↓↓↓
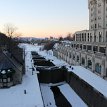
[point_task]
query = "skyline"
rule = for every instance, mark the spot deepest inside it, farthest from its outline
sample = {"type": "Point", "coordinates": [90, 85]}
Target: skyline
{"type": "Point", "coordinates": [45, 18]}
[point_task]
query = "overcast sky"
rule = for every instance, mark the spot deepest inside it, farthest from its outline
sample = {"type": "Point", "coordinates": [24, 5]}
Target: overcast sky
{"type": "Point", "coordinates": [44, 18]}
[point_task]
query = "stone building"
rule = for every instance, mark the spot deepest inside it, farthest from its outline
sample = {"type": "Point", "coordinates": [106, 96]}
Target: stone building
{"type": "Point", "coordinates": [10, 73]}
{"type": "Point", "coordinates": [89, 49]}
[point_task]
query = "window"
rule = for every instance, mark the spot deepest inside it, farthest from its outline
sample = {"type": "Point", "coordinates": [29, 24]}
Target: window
{"type": "Point", "coordinates": [89, 47]}
{"type": "Point", "coordinates": [73, 57]}
{"type": "Point", "coordinates": [84, 46]}
{"type": "Point", "coordinates": [81, 46]}
{"type": "Point", "coordinates": [83, 61]}
{"type": "Point", "coordinates": [95, 48]}
{"type": "Point", "coordinates": [102, 49]}
{"type": "Point", "coordinates": [4, 80]}
{"type": "Point", "coordinates": [89, 64]}
{"type": "Point", "coordinates": [98, 68]}
{"type": "Point", "coordinates": [95, 26]}
{"type": "Point", "coordinates": [94, 38]}
{"type": "Point", "coordinates": [77, 58]}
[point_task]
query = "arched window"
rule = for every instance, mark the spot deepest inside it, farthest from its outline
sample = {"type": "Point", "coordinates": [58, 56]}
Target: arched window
↑↑↑
TASK DIRECTIONS:
Within the material above, report how many lines carry the word "sample", and nothing else.

TASK OUTPUT:
5